• [Task statement]:
In every item below, replace "positive clicks" with "foreground clicks" and leave everything else unchanged. Omit the pictures from your answer.

• [Excerpted records]:
---+---
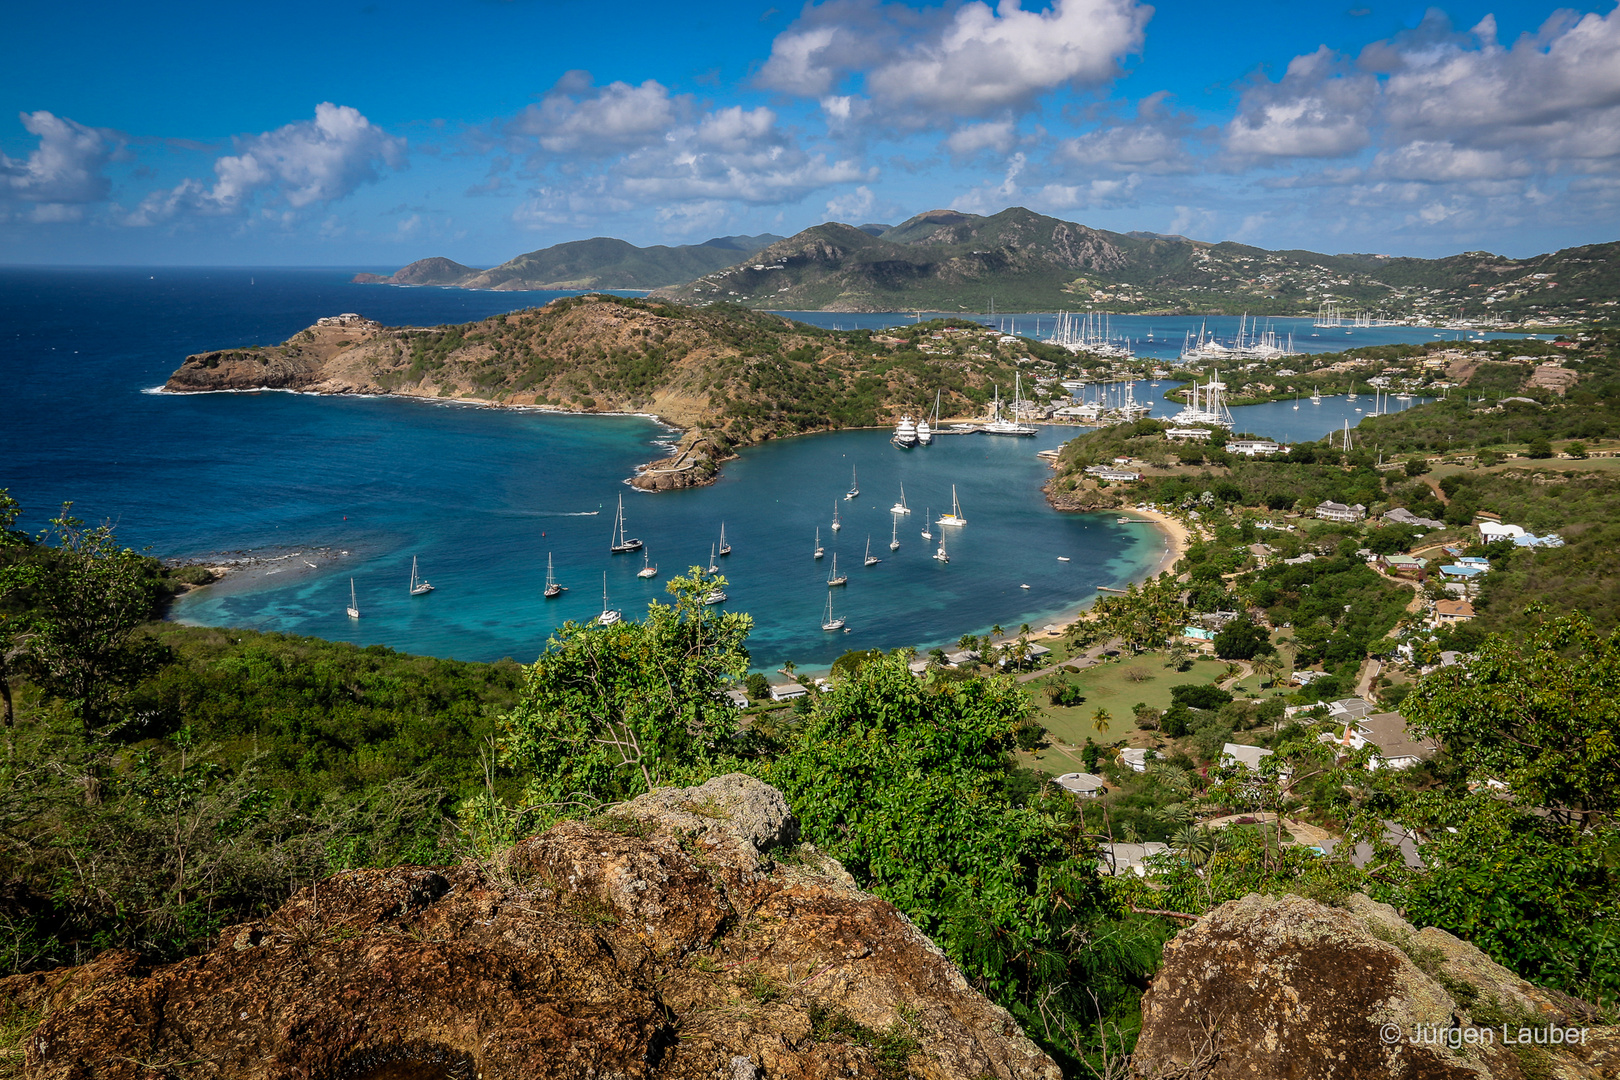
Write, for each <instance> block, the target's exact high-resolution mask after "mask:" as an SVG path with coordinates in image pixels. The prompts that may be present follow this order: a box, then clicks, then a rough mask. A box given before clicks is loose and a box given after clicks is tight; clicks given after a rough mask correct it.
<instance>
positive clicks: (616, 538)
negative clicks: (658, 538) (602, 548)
mask: <svg viewBox="0 0 1620 1080" xmlns="http://www.w3.org/2000/svg"><path fill="white" fill-rule="evenodd" d="M608 551H611V552H612V554H616V555H619V554H624V552H627V551H642V541H638V539H635V538H633V536H630V538H627V536H625V534H624V495H619V513H617V515H616V517H614V521H612V546H611V547H609V549H608Z"/></svg>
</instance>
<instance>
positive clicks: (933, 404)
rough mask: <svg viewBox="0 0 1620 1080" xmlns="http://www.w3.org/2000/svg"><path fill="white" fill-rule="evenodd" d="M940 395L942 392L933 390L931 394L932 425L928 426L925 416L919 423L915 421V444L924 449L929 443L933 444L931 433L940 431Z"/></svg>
mask: <svg viewBox="0 0 1620 1080" xmlns="http://www.w3.org/2000/svg"><path fill="white" fill-rule="evenodd" d="M941 393H943V390H935V392H933V423H932V424H930V423H928V418H927V416H925V418H922V419H920V421H917V444H919V445H923V447H925V445H928V444H930V442H933V432H935V431H938V429H940V395H941Z"/></svg>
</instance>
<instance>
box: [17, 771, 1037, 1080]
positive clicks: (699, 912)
mask: <svg viewBox="0 0 1620 1080" xmlns="http://www.w3.org/2000/svg"><path fill="white" fill-rule="evenodd" d="M797 839H799V829H797V823H795V821H794V818H792V814H791V813H789V808H787V805H786V801H784V800H782V797H781V793H778V792H776V790H774V789H771V787H768V785H765V784H761V782H758V780H755V779H752V777H745V776H735V774H734V776H726V777H718V779H714V780H710V782H708V784H703V785H701V787H695V789H661V790H656V792H653V793H650V795H645V797H642V798H638V800H635V801H632V803H627V805H624V806H619V808H617V810H616V811H612V814H611V816H608V818H603V819H598V821H595V823H590V824H586V823H575V821H570V823H562V824H559V826H556V827H552V829H551V831H548V832H546V834H543V836H538V837H533V839H530V840H525V842H523V844H518V845H517V847H515V848H512V850H510V852H509V853H505V855H504V857H502V858H501V860H497V861H496V863H491V865H473V863H467V865H462V866H454V868H424V866H400V868H395V870H366V871H348V873H340V874H334V876H332V878H329V879H326V881H322V882H319V884H316V886H311V887H306V889H301V891H300V892H298V894H295V895H293V897H292V899H290V900H288V902H287V904H285V905H283V907H282V908H280V910H279V912H275V913H274V915H272V916H269V918H266V920H264V921H259V923H249V925H245V926H235V928H230V929H227V931H225V933H224V934H222V936H220V942H219V946H217V947H215V949H214V950H211V952H207V954H204V955H199V957H191V959H188V960H181V962H178V963H172V965H164V967H156V968H146V967H143V965H139V963H138V962H136V960H134V959H133V957H131V955H128V954H107V955H104V957H100V959H97V960H96V962H94V963H91V965H86V967H81V968H71V970H63V972H49V973H39V975H24V976H11V978H8V980H0V1004H6V999H10V1001H11V1004H15V1006H21V1007H24V1009H44V1010H45V1012H44V1018H42V1020H40V1022H39V1025H37V1028H36V1030H34V1031H32V1035H31V1036H29V1038H28V1061H26V1075H28V1077H31V1078H37V1080H45V1078H50V1080H78V1078H87V1077H97V1078H110V1080H120V1078H125V1077H128V1078H131V1080H134V1078H146V1077H165V1075H175V1077H180V1075H183V1077H196V1078H214V1077H219V1078H224V1077H230V1078H233V1080H238V1078H240V1080H253V1078H258V1077H266V1078H267V1077H300V1078H308V1080H337V1078H340V1077H342V1078H373V1080H382V1078H384V1077H392V1078H408V1080H439V1078H450V1077H455V1078H462V1077H467V1078H468V1080H470V1078H473V1077H489V1078H494V1077H502V1078H541V1077H544V1078H551V1077H580V1078H583V1077H627V1078H629V1077H648V1078H653V1077H671V1078H674V1077H682V1078H685V1077H692V1078H697V1077H705V1078H708V1077H729V1078H739V1077H748V1078H752V1077H804V1078H810V1077H831V1075H838V1077H891V1075H899V1074H909V1075H915V1077H928V1078H938V1080H946V1078H961V1080H980V1078H983V1077H998V1078H1003V1080H1011V1078H1014V1077H1017V1078H1030V1080H1034V1078H1040V1080H1058V1075H1059V1074H1058V1069H1056V1065H1055V1064H1053V1062H1051V1059H1048V1057H1047V1056H1045V1054H1042V1052H1040V1051H1038V1049H1037V1048H1035V1046H1034V1043H1030V1041H1029V1040H1027V1038H1025V1036H1024V1033H1022V1031H1021V1030H1019V1028H1017V1025H1016V1023H1014V1022H1013V1018H1011V1017H1009V1015H1008V1014H1006V1012H1003V1010H1001V1009H998V1007H995V1006H991V1004H990V1002H988V1001H985V999H983V997H982V996H980V994H977V993H975V991H972V989H970V988H969V986H967V983H966V980H964V978H962V975H961V972H957V970H956V967H953V965H951V962H949V960H946V957H944V955H943V954H941V952H940V950H938V949H935V947H933V944H932V942H930V941H928V939H927V938H925V936H923V934H922V933H920V931H919V929H917V928H915V926H914V925H912V923H910V921H909V920H907V918H906V916H904V915H901V913H899V912H897V910H896V908H893V907H891V905H888V904H885V902H883V900H878V899H875V897H872V895H868V894H863V892H860V891H859V889H857V887H855V884H854V881H852V879H851V878H849V876H847V874H846V873H844V870H842V868H841V866H839V865H838V863H836V861H834V860H831V858H826V857H825V855H821V853H818V852H816V850H813V848H812V847H810V845H802V844H799V842H797Z"/></svg>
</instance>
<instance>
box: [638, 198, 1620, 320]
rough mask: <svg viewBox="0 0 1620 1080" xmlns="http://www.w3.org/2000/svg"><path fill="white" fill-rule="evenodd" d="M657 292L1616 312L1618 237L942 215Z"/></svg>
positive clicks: (787, 249)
---+---
• [Solution to this exercise]:
Write, for each <instance> block, the target's exact high-resolution mask after "mask:" as an SVG path with coordinates in image pixels. The prompts that may be present follow this order: a box, then clicks, then a rough mask. A box given before clicks is loose and a box given after clicks is tight; clicks given after a rough mask correct it.
<instance>
foreground clicks: (616, 538)
negative clicks: (658, 538) (602, 548)
mask: <svg viewBox="0 0 1620 1080" xmlns="http://www.w3.org/2000/svg"><path fill="white" fill-rule="evenodd" d="M608 551H611V552H612V554H616V555H619V554H624V552H627V551H642V541H638V539H635V538H633V536H630V538H627V536H625V534H624V495H619V513H617V515H616V517H614V521H612V546H611V547H609V549H608Z"/></svg>
</instance>
<instance>
foreground clicks: (933, 404)
rough mask: <svg viewBox="0 0 1620 1080" xmlns="http://www.w3.org/2000/svg"><path fill="white" fill-rule="evenodd" d="M940 395L942 392L933 390L931 394L932 425L928 426L925 416L919 423L915 421V444L924 449L929 443L933 444L931 433L940 431Z"/></svg>
mask: <svg viewBox="0 0 1620 1080" xmlns="http://www.w3.org/2000/svg"><path fill="white" fill-rule="evenodd" d="M941 393H943V390H935V392H933V423H932V424H930V423H928V418H927V416H925V418H922V419H920V421H917V444H919V445H923V447H925V445H928V444H930V442H933V432H935V431H938V429H940V395H941Z"/></svg>
</instance>
<instance>
box: [17, 771, 1037, 1080]
foreground clicks: (699, 912)
mask: <svg viewBox="0 0 1620 1080" xmlns="http://www.w3.org/2000/svg"><path fill="white" fill-rule="evenodd" d="M797 839H799V829H797V823H795V821H794V818H792V814H791V813H789V808H787V805H786V801H784V800H782V797H781V793H778V792H776V790H774V789H771V787H768V785H765V784H761V782H758V780H755V779H752V777H745V776H735V774H734V776H726V777H718V779H714V780H710V782H708V784H703V785H701V787H695V789H661V790H656V792H653V793H650V795H645V797H642V798H638V800H635V801H632V803H627V805H624V806H619V808H617V810H616V811H612V814H611V816H608V818H603V819H598V821H595V823H590V824H586V823H575V821H570V823H562V824H559V826H556V827H552V829H551V831H548V832H546V834H543V836H538V837H533V839H530V840H525V842H523V844H518V845H517V847H515V848H512V850H510V852H509V853H505V855H504V857H502V858H501V860H497V861H496V863H491V865H473V863H467V865H462V866H454V868H424V866H400V868H395V870H366V871H348V873H340V874H334V876H332V878H329V879H326V881H322V882H319V884H316V886H311V887H306V889H301V891H300V892H298V894H295V895H293V897H292V899H290V900H288V902H287V904H285V905H283V907H282V908H280V910H279V912H275V913H274V915H272V916H269V918H266V920H264V921H259V923H249V925H245V926H235V928H230V929H227V931H225V933H224V934H222V936H220V942H219V946H217V947H215V949H214V950H211V952H207V954H204V955H199V957H191V959H188V960H181V962H178V963H172V965H164V967H156V968H146V967H143V965H139V963H138V962H136V960H134V959H133V957H131V955H128V954H107V955H104V957H100V959H97V960H96V962H94V963H91V965H86V967H81V968H71V970H63V972H49V973H39V975H24V976H11V978H8V980H0V1004H6V999H10V1001H11V1004H15V1006H21V1007H24V1009H44V1010H45V1012H44V1018H42V1020H40V1022H39V1025H37V1028H36V1030H34V1031H32V1035H31V1036H29V1038H28V1061H26V1075H28V1077H31V1078H37V1080H45V1078H50V1080H78V1078H87V1077H97V1078H110V1080H120V1078H125V1077H128V1078H131V1080H134V1078H146V1077H165V1075H175V1077H180V1075H183V1077H196V1078H214V1077H219V1078H224V1077H230V1078H233V1080H238V1078H240V1080H253V1078H258V1077H266V1078H267V1077H300V1078H308V1080H337V1078H340V1077H342V1078H373V1080H382V1078H384V1077H392V1078H408V1080H439V1078H450V1077H455V1078H462V1077H467V1078H468V1080H470V1078H473V1077H489V1078H494V1077H502V1078H541V1077H544V1078H551V1077H580V1078H583V1077H627V1078H629V1077H648V1078H653V1077H671V1078H674V1077H682V1078H685V1077H692V1078H697V1077H705V1078H708V1077H729V1078H739V1077H748V1078H752V1077H804V1078H810V1077H831V1075H838V1077H891V1075H899V1074H909V1075H915V1077H928V1078H938V1080H946V1078H961V1080H980V1078H983V1077H998V1078H1003V1080H1011V1078H1014V1077H1017V1078H1030V1080H1034V1078H1040V1080H1058V1075H1059V1074H1058V1069H1056V1065H1055V1064H1053V1062H1051V1059H1048V1057H1047V1056H1045V1054H1042V1052H1040V1051H1038V1049H1037V1048H1035V1046H1034V1043H1030V1041H1029V1040H1027V1038H1025V1036H1024V1033H1022V1031H1021V1030H1019V1028H1017V1025H1016V1023H1014V1022H1013V1018H1011V1017H1009V1015H1008V1014H1006V1012H1003V1010H1001V1009H998V1007H995V1006H991V1004H990V1002H988V1001H985V999H983V997H982V996H980V994H977V993H975V991H972V989H970V988H969V986H967V983H966V980H964V978H962V975H961V972H957V970H956V967H953V965H951V962H949V960H946V957H944V955H943V954H941V952H940V950H938V949H935V947H933V944H932V942H930V941H928V939H927V938H925V936H923V934H922V933H920V931H919V929H917V928H915V926H914V925H912V923H910V921H909V920H907V918H906V916H904V915H901V913H899V912H897V910H896V908H893V907H891V905H888V904H885V902H883V900H878V899H875V897H872V895H868V894H863V892H860V891H859V889H857V887H855V884H854V881H852V879H851V878H849V876H847V874H846V873H844V870H842V868H841V866H839V865H838V863H836V861H834V860H831V858H826V857H825V855H821V853H818V852H816V850H813V848H812V847H810V845H802V844H799V842H797Z"/></svg>
</instance>
<instance>
box: [638, 198, 1620, 320]
rough mask: <svg viewBox="0 0 1620 1080" xmlns="http://www.w3.org/2000/svg"><path fill="white" fill-rule="evenodd" d="M657 292L1616 312L1618 237L942 215Z"/></svg>
foreground clicks: (787, 249)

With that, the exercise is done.